• _Extracted text_:
Segment Open

It is not necessary to isolate every consumptive in order to stop the spread of the disease. All that is requisite is to prevent the bacilli in his sputum from reaching the floor or the walls, to have both the latter well lighted and aired, and, if possible, exposed to direct sunlight at some time during the day, and to see that dust from the floor is not raised in clouds by dry sweeping so as to be inhaled into the lungs or settle upon food, fingers, or clothing, and that children be not allowed to play upon such floors as may be even possibly contaminated. These precautions, combined with the five-to-one resisting power of the healthy human organism, will render the risk of transmission of the disease an exceedingly small one. To what infinitesimal proportions this risk can be reduced by intelligent and strict sanitation is illustrated by the fact, already alluded to, of the almost complete germ-freeness of the dust from walls and floors of sanitorium cottages, and by the even more convincing and conclusive practical result, that scarcely a single case is on record of the transmission of this disease to a nurse, a physician, or a servant, or other employee in an institution for its cure.
There is absolutely no rational basis for this panic-stricken dread of an intelligent, cleanly consumptive, or for the cruel tendency to make him an outcast and raise the cry of the leper against him: "Unclean! Unclean!"
It cannot be too strongly emphasized that consumption is transmitted by way of the floor; and if this relay-station be kept sterile there is little danger of its transmission by other means.

Segment Closed

• _What the task requires_:
Please reproduce the text on consumption word for word, starting with "It cannot be" and going on through "by other means.". The records have nothing to do with the text on consumption.

• _Data excerpts_:
Segment Open

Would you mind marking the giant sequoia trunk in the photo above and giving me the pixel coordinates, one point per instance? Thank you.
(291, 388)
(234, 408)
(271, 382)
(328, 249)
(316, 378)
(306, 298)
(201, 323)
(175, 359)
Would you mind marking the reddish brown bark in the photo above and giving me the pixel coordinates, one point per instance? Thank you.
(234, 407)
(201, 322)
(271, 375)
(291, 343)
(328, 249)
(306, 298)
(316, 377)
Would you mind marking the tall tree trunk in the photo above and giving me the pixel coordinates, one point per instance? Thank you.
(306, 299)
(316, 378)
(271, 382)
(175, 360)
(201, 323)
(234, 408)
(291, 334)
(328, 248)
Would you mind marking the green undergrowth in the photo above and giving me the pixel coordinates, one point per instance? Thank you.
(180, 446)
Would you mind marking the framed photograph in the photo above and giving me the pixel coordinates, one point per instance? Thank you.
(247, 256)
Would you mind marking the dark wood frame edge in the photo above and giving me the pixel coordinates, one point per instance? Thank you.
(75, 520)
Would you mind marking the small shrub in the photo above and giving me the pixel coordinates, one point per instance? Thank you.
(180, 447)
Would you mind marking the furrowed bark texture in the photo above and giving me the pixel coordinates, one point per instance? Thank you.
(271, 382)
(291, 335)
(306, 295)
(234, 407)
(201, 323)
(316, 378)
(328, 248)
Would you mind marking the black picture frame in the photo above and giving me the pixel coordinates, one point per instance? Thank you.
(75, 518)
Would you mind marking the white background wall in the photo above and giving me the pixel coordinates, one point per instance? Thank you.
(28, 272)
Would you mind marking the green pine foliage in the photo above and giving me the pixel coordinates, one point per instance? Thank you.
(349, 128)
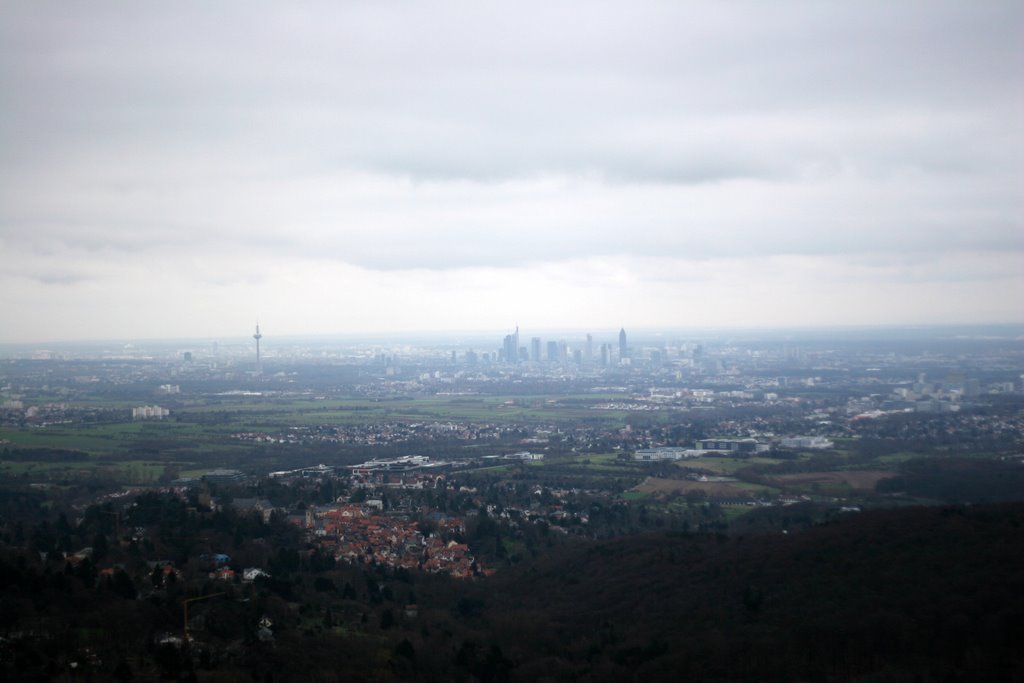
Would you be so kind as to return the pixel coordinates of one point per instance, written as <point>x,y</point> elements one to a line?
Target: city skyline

Segment Closed

• _Response to the exercise_:
It cannot be too strongly emphasized that consumption is transmitted by way of the floor; and if this relay-station be kept sterile there is little danger of its transmission by other means.